**DESAFIO 1**
Copie da entrevista sobre a NamPor o trecho que começa em "T.T.O. – No" e termina em "no seu país?".

CLComo surgiu o projecto da vossa associação?

T.T.O. – Surgiu, justamente há um ano, de uma grande vontade em fazer a ponte entre o Vietname – onde eu e o meu “primo” e co-fundador da NamPor, o luso-vietnamita Henrique Kim, nascemos – e Portugal, que considero o meu segundo país. Depois de, no passado 15 de Janeiro, no Palácio da Independência em Lisboa, ter participado na sessão inaugural das comemorações dos 500 anos das Relações de Amizade, co-organizada com o CHAM (Centro da História d’Aquém e d’Além Mar) e a SHIP (Sociedade Histórica da Independência de Portugal), a NamPor (Associação de Amizade Portugal-Vietname) – com sede na Rua Martim Moniz, 1032, 4100-331 Porto, sem fins lucrativos, apolítica e laica, com o intuito de incrementar os laços de amizade estabelecidos e mantidos ao longo de cinco séculos entre Portugal e o Vietname – prosseguiu as suas actividades oficiais, com a celebração do Tet (ano novo vietnamita) no dia 21 de Fevereiro 2015, no Porto. Há agora dois objectivos a curto prazo: em 2015, promover o “Ano do Vietname em Portugal” (Xin chào Portugal!) e, em 2016, o “Ano de Portugal no Vietname” (Olá Vietname!). Em ambos os eventos será dado particular relevo aos intercâmbios culturais, científicos, educativos, artísticos, comerciais, humanitários, turísticos e na área da saúde. A NamPor continuará a sua missão, a médio e curto prazo, cooperando com quaisquer entidades, públicas ou privadas, nacionais ou estrangeiras, em acções de promoção e intercâmbio cultural, económico, social e técnico, adequadas à prossecução do seu objectivo associativo.

CLEm Portugal, da sua experiência pessoal, qual a ideia que os portugueses têm do Vietname?

T.T.O. – Os portugueses que conheço gostam muito do Vietname. Consideram o vietnamita um povo corajoso, lutador, inteligente e incrivelmente resistente, tendo em conta sobretudo o seu trágico passado recente. Hoje, enquanto destino turístico, o Vietname atrai cada vez mais turistas lusos. Deles ouço comentários fantásticos acerca do nosso povo, da nossa gastronomia e das nossas praias.

CLO contacto entre Portugal e o Vietname teve Macau como principal interlocutor, com mercadores e missionários como principais agentes desse contacto. Que sabem os vietnamitas a respeito do assunto?

T.T.O. – No meu país, Macau foi desde sempre considerada parte da China. Apenas uma pequena parte da população, ligada ao comércio, religião e política, tinha algum conhecimento acerca da história do território. Actualmente, como é óbvio, a situação mudou. Macau atingiu grande notoriedade internacional devido aos seus casinos.

CLMacau foi local de abrigo de muitos refugiados vietnamitas, os denominados “boat people”. Há conhecimento sobre essa matéria no seu país?

**MATERIAL DO EXERCÍCIO**

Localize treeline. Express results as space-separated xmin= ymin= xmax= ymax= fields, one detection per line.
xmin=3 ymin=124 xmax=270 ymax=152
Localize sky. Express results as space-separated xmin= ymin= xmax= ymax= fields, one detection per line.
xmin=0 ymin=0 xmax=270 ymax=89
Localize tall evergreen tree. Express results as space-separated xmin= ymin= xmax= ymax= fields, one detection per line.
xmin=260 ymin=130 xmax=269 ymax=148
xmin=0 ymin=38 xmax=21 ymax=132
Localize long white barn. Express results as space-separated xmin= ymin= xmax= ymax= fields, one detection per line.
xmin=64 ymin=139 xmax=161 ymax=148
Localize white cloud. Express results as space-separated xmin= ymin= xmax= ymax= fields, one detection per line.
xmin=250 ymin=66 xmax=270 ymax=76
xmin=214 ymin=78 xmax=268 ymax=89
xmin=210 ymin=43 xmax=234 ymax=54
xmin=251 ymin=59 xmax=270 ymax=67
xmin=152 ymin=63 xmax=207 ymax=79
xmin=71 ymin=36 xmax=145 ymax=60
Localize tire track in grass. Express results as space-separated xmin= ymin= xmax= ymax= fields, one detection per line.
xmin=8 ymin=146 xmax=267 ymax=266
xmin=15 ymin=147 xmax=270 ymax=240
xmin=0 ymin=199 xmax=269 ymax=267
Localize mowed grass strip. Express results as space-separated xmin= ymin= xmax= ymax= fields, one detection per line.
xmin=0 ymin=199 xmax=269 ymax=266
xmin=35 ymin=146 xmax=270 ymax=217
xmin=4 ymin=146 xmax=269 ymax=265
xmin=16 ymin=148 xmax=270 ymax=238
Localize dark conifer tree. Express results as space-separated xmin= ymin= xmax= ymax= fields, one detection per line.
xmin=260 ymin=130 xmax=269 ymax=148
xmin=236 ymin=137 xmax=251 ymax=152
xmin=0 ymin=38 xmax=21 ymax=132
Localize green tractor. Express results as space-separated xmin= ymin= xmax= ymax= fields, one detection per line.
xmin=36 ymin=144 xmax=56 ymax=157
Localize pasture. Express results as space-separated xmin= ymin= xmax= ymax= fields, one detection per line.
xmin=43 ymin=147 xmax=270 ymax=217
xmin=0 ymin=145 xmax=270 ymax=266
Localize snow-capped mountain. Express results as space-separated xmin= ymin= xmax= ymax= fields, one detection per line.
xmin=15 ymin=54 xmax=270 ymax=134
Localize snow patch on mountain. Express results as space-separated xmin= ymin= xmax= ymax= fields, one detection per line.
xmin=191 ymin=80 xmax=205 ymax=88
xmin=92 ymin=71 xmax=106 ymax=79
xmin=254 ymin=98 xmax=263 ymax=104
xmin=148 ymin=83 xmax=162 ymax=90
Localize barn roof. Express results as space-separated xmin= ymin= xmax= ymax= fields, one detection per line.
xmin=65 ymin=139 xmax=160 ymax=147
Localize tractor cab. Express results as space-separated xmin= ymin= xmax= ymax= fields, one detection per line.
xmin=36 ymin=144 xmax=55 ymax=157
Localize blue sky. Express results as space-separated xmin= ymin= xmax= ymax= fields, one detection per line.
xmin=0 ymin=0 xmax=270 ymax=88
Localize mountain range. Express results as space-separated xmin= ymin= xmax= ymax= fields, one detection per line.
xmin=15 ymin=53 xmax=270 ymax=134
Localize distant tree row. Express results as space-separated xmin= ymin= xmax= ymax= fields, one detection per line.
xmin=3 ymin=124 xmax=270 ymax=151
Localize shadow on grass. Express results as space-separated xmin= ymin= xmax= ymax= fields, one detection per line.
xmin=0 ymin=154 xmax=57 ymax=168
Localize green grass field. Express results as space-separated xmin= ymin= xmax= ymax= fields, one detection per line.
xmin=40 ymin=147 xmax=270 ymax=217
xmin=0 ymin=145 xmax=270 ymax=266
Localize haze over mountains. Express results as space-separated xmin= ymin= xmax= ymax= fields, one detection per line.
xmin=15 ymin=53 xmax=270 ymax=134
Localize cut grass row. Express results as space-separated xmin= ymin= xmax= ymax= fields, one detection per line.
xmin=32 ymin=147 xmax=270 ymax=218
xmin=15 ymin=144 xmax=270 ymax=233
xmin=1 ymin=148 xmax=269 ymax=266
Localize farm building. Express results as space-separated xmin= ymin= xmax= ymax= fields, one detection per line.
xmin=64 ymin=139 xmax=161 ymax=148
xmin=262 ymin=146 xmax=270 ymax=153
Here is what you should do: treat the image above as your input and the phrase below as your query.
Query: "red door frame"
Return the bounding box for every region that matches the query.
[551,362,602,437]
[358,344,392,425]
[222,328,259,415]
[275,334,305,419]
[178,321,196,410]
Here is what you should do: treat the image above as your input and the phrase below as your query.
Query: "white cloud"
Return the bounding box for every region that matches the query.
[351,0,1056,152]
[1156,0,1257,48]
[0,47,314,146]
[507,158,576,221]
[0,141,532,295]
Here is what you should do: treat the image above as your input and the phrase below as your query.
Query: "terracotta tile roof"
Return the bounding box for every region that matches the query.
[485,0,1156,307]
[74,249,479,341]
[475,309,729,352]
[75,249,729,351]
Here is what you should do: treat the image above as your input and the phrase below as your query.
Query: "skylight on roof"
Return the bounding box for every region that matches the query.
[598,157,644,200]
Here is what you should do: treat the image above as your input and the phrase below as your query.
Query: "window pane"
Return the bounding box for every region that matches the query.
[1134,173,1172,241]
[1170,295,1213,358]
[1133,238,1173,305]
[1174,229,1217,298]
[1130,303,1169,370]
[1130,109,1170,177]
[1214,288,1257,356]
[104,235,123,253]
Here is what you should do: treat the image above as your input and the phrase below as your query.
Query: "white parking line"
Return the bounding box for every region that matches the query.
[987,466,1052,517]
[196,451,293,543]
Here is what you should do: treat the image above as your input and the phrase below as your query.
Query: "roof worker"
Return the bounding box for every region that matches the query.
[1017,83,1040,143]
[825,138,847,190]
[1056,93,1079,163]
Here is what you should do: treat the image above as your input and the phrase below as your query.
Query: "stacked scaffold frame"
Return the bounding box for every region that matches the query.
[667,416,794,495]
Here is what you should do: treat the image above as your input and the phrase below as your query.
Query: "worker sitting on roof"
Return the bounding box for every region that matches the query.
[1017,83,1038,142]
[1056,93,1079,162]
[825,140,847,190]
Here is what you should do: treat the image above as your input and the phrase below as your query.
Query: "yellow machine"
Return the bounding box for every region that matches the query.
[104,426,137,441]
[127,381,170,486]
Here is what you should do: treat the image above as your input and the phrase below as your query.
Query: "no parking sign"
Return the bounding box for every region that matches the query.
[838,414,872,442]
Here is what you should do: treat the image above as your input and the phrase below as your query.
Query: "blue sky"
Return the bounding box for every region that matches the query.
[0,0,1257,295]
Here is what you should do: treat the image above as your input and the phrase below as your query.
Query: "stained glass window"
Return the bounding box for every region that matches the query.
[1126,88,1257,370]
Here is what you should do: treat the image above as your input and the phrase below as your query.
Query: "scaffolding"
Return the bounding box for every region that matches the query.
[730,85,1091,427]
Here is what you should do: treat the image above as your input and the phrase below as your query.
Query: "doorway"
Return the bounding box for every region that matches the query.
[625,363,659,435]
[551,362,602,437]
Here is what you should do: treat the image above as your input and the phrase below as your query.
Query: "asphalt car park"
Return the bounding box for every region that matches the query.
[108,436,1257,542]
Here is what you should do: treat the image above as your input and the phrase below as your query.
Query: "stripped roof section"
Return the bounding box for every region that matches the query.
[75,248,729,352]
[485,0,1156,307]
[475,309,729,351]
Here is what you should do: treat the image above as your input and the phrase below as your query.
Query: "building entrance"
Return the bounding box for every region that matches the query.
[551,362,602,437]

**DESAFIO 2**
Nas linhas dos registos que começam na que contém "Localize shadow on" e terminam na que contém "xmin=262 ymin=146 xmax=270 ymax=153", troque "grass" por "lawn" sem alterar mais nada e apresente apenas essas linhas.

**SOLUÇÃO DO PROBLEMA 1**
T.T.O. – No meu país, Macau foi desde sempre considerada parte da China. Apenas uma pequena parte da população, ligada ao comércio, religião e política, tinha algum conhecimento acerca da história do território. Actualmente, como é óbvio, a situação mudou. Macau atingiu grande notoriedade internacional devido aos seus casinos.

CLMacau foi local de abrigo de muitos refugiados vietnamitas, os denominados “boat people”. Há conhecimento sobre essa matéria no seu país?

**SOLUÇÃO DO PROBLEMA 2**
Localize shadow on lawn. Express results as space-separated xmin= ymin= xmax= ymax= fields, one detection per line.
xmin=0 ymin=154 xmax=57 ymax=168
Localize green lawn field. Express results as space-separated xmin= ymin= xmax= ymax= fields, one detection per line.
xmin=40 ymin=147 xmax=270 ymax=217
xmin=0 ymin=145 xmax=270 ymax=266
Localize haze over mountains. Express results as space-separated xmin= ymin= xmax= ymax= fields, one detection per line.
xmin=15 ymin=53 xmax=270 ymax=134
Localize cut lawn row. Express results as space-separated xmin= ymin= xmax= ymax= fields, one detection per line.
xmin=32 ymin=147 xmax=270 ymax=218
xmin=15 ymin=144 xmax=270 ymax=233
xmin=1 ymin=148 xmax=269 ymax=266
Localize farm building. Express results as space-separated xmin= ymin= xmax= ymax= fields, one detection per line.
xmin=64 ymin=139 xmax=161 ymax=148
xmin=262 ymin=146 xmax=270 ymax=153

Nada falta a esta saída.